*Texte fourni*
La fête de la Mi-automne

La fête de la Mi-automne au quinzième jour du huitième mois du calendrier agricole, avec la fête du Printemps, la fête de la pure clarté Qingming et la fête des bateaux Dragons, est l’une des plus importantes fêtes traditionnelles chinoises.

 

Elle a été dénommée d’après sa position calendaire, située exactement à la moitié des trois périodes automnales. Correspondant à la saison des moissons, la fête de la Mi-automne célèbre l’abondance des récoltes.

 

Depuis l’Antiquité, l’image du clair de lune est empreinte d’une signification particulière dans la culture chinoise, hautement considérée par les lettrés, elle est source de plaisir parmi le peuple. La nuit de la Mi-automne, la lune éclatante d’une blancheur immaculée est suspendue en la vacuité, pleine lune la plus ronde et la plus brillante de l’année. Moment idéal pour contempler la lune, la fête de la Mi-automne est aussi appelée fête de la lune. En le ciel d’une pureté de jade, la lune ronde telle une assiette symbolise la réunion harmonieuse.

*Liste des entrées*
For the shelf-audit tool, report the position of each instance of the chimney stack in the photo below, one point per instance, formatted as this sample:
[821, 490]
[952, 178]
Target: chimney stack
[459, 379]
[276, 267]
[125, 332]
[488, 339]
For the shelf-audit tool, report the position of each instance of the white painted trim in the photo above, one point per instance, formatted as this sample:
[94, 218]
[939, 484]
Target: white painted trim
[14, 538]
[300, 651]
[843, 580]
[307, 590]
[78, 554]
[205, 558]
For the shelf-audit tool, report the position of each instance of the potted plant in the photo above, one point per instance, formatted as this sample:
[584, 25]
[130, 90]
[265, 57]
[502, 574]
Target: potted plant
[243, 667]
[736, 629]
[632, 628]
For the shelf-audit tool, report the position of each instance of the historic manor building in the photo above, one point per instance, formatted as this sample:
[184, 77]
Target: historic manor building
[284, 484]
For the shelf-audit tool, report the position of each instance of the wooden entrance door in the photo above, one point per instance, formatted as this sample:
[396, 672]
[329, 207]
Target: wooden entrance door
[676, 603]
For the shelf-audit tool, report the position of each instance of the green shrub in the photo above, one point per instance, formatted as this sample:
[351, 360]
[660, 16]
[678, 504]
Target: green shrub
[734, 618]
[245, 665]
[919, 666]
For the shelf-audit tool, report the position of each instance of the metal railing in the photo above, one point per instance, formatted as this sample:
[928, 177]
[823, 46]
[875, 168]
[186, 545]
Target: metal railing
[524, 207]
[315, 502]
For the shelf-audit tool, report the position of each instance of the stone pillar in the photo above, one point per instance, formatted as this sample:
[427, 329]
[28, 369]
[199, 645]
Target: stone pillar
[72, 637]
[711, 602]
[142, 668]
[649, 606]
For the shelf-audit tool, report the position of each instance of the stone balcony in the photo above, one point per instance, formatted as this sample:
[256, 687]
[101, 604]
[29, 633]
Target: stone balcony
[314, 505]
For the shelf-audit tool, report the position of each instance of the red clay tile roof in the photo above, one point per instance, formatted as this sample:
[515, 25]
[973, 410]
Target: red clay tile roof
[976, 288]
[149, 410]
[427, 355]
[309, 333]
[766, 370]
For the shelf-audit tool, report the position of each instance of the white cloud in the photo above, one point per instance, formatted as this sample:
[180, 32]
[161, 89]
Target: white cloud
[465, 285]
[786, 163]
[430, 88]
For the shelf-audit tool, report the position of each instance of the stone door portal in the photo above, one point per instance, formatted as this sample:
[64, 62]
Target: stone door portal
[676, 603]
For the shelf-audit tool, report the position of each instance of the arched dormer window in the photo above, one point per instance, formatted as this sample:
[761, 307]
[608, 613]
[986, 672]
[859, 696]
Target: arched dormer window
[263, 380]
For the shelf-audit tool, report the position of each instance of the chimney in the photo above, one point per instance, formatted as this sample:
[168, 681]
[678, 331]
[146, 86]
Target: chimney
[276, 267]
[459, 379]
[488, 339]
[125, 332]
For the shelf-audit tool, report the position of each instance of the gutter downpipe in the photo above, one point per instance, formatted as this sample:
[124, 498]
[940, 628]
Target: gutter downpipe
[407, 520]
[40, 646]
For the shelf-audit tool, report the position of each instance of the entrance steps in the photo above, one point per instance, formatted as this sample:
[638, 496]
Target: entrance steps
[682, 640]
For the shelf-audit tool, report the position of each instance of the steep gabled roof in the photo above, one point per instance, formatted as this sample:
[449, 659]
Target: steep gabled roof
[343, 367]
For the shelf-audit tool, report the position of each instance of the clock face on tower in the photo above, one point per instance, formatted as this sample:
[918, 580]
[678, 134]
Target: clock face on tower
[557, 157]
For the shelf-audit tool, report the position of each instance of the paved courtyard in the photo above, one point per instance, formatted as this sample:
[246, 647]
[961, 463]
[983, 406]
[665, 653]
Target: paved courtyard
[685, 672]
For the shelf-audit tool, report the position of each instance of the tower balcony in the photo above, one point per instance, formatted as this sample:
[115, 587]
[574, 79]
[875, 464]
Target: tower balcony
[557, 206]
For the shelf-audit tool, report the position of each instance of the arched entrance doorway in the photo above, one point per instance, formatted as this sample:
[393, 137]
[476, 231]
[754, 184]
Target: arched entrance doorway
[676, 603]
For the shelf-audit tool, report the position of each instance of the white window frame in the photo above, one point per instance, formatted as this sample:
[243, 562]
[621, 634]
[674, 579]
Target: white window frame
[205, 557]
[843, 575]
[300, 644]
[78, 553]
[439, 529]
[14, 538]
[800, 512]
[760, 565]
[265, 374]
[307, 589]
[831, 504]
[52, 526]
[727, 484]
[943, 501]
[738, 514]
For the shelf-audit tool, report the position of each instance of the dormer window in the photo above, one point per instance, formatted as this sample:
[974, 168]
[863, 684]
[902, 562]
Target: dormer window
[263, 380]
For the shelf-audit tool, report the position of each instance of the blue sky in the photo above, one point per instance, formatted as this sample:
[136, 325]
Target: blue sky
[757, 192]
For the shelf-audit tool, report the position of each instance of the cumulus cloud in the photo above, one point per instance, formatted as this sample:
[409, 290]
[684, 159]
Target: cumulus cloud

*Consigne*
Selon le texte sur la fête de la Mi-automne, sous quel autre nom cette fête est-elle connue ? Répondez en vous fondant uniquement sur le texte.

*Corrigé*
La fête de la lune.